Output the data that follows exactly, line for line.

Exercise data:
--------------------------------------------------

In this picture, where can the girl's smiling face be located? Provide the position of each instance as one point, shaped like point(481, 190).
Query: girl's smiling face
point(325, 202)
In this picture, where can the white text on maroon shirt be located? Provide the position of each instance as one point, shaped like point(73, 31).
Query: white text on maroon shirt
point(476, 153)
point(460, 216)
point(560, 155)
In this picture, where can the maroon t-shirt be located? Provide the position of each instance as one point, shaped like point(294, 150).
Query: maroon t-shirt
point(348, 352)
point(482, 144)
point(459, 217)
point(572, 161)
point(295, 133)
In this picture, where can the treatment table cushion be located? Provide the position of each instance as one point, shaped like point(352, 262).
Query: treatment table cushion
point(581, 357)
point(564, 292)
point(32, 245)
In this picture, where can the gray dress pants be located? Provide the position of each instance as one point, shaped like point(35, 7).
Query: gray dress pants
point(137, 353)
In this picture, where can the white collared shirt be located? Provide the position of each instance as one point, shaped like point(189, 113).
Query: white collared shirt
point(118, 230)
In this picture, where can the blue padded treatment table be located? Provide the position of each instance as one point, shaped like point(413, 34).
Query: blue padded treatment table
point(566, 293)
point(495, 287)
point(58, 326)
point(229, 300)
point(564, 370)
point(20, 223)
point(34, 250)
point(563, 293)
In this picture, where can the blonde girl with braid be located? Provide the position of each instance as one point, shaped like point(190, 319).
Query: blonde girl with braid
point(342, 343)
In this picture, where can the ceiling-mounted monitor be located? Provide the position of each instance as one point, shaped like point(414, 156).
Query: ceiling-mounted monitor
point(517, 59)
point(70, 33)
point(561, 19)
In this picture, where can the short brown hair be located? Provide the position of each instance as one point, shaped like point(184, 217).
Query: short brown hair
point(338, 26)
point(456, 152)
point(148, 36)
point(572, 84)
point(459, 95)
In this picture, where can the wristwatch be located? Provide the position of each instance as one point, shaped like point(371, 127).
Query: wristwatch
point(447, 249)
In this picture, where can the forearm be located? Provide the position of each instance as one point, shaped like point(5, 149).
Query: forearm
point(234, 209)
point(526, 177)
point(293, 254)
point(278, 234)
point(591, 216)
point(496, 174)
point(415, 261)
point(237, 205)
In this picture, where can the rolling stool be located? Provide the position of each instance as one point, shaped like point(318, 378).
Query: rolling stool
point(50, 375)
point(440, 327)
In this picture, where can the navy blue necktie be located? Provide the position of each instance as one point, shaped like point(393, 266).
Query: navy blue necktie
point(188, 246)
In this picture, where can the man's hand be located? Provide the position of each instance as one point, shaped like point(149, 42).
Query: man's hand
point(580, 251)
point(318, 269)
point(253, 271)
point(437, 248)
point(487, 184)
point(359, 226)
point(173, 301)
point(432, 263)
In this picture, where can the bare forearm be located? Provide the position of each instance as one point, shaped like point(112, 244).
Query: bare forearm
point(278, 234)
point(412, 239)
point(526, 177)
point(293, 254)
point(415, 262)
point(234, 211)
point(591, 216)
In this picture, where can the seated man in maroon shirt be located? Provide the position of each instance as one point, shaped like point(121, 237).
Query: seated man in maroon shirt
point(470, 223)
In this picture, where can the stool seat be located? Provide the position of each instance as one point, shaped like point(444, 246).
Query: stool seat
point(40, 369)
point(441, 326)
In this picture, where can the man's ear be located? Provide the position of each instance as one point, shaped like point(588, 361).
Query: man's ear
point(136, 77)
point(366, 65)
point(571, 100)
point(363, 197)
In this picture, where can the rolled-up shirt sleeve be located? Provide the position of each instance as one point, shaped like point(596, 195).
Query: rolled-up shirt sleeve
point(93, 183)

--------------------------------------------------

Answer area:
In this picture, where can the girl's smiling face be located? Provide the position of each instance as one point, shaped like point(481, 190).
Query: girl's smiling face
point(325, 202)
In this picture, where can the white text on maroon shirt be located? Provide the position of each instance as one point, shaped like point(73, 31).
Query: white text on maroon shirt
point(476, 153)
point(460, 216)
point(560, 155)
In this picture, where can the maroon t-shirt be located? Provide the position of each instance as one point, shaped like point(294, 150).
Query: maroon t-shirt
point(348, 352)
point(482, 144)
point(459, 217)
point(572, 161)
point(295, 133)
In this picture, where can the treatment table cushion be located? Provide the position of each instance as one point, shaped like point(352, 262).
Query: treatment table cushion
point(581, 357)
point(564, 292)
point(32, 245)
In this picture, where can the gray dress pants be located? Provide the position of each instance as one point, shaped like point(35, 7).
Query: gray dress pants
point(137, 353)
In this picture, where can the white collared shirt be located? Provide the position of each instance as one point, shaped like point(189, 113).
Query: white collared shirt
point(118, 230)
In this picture, where can the blue padded treatment table be located? Provide the position of each instance as one point, shaped like point(413, 34).
Query: blue padded treatment table
point(566, 293)
point(495, 287)
point(58, 326)
point(229, 300)
point(564, 370)
point(20, 223)
point(34, 250)
point(563, 293)
In this picture, where can the blonde girl with braid be located? Provide the position of each instance as one point, shaped like point(190, 319).
Query: blonde girl with braid
point(342, 343)
In this picture, where can the ceiling-mounted monitor be located? Provide the position of each instance as one point, shaped like point(414, 156).
Query: ceiling-mounted monitor
point(517, 59)
point(70, 33)
point(561, 19)
In this picture, where can the short brown hair be located? Provide the position of each instance as one point, shaped like point(184, 217).
Query: short brown hair
point(338, 26)
point(456, 152)
point(148, 36)
point(572, 84)
point(459, 95)
In this picture, where can the wristwatch be located? Provide the position of each instance as one point, shaped like point(371, 127).
Query: wristwatch
point(447, 249)
In this picture, where can the forearm be located? Provide the position of each instance as one point, shaped like point(5, 149).
Query: forearm
point(234, 209)
point(526, 177)
point(293, 254)
point(278, 234)
point(591, 216)
point(496, 174)
point(415, 261)
point(237, 205)
In this picture, where can the rolling stool be located? Provide the position of each instance as one point, shaped like point(318, 378).
Query: rolling stool
point(50, 375)
point(440, 327)
In this picture, where can the navy blue necktie be located? Provide the position of each instance as one point, shaped like point(393, 266).
Query: navy blue necktie
point(188, 246)
In this picture, where can the man's hand be located? Provide the position of each instance as one point, shaped like point(149, 42).
Query: man's hand
point(580, 251)
point(318, 269)
point(253, 271)
point(437, 248)
point(487, 184)
point(359, 226)
point(173, 301)
point(432, 263)
In this picture, where can the bare forearm be located? Provide the position of each instance as one point, shaped like point(112, 244).
Query: bare forearm
point(278, 234)
point(412, 239)
point(526, 177)
point(293, 254)
point(415, 262)
point(234, 211)
point(591, 216)
In this picture, where can the seated man in maroon shirt be located? Provide the position of each instance as one point, shaped like point(121, 237).
Query: seated man in maroon shirt
point(470, 223)
In this picture, where can the stool seat be located? Provide the position of each instance as one point, shaped like point(444, 246).
Query: stool seat
point(40, 369)
point(441, 326)
In this picture, where can the man's ear be located? Provide the position of each instance as one point, shaped like point(588, 361).
Query: man's ear
point(136, 77)
point(366, 65)
point(571, 100)
point(363, 197)
In this picture, where can the rolled-up shirt sleeve be located? Provide the position of each instance as one point, shaped like point(596, 195).
Query: rolled-up shirt sleeve
point(93, 183)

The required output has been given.